DATA UNDER STUDY:
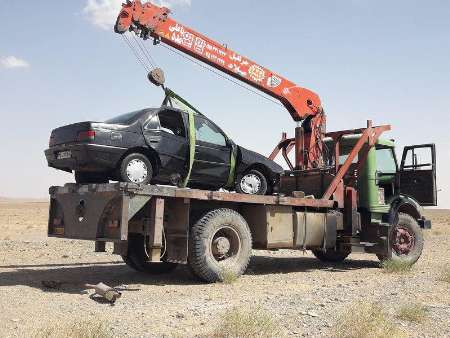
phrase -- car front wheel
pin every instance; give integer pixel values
(136, 168)
(252, 182)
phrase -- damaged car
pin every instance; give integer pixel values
(174, 144)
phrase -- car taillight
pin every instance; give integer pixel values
(87, 135)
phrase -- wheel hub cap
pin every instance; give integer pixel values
(403, 241)
(136, 171)
(221, 246)
(250, 184)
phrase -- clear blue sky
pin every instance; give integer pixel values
(382, 60)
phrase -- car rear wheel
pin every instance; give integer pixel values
(90, 178)
(252, 182)
(136, 168)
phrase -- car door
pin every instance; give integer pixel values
(212, 154)
(165, 132)
(417, 175)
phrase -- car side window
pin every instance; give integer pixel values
(152, 123)
(208, 132)
(171, 122)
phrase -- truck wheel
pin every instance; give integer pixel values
(406, 240)
(137, 257)
(90, 178)
(331, 255)
(136, 168)
(220, 244)
(252, 182)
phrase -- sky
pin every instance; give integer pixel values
(388, 61)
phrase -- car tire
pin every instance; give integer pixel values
(252, 182)
(82, 177)
(331, 256)
(138, 259)
(406, 240)
(136, 168)
(220, 244)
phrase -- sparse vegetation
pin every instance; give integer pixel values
(445, 275)
(227, 276)
(396, 266)
(366, 321)
(76, 329)
(246, 324)
(413, 312)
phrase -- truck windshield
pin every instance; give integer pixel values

PROMPT: This exercise needs every line of the listing that contains the word "truck".

RESULT:
phrase -- truck wheel
phrase -- truck windshield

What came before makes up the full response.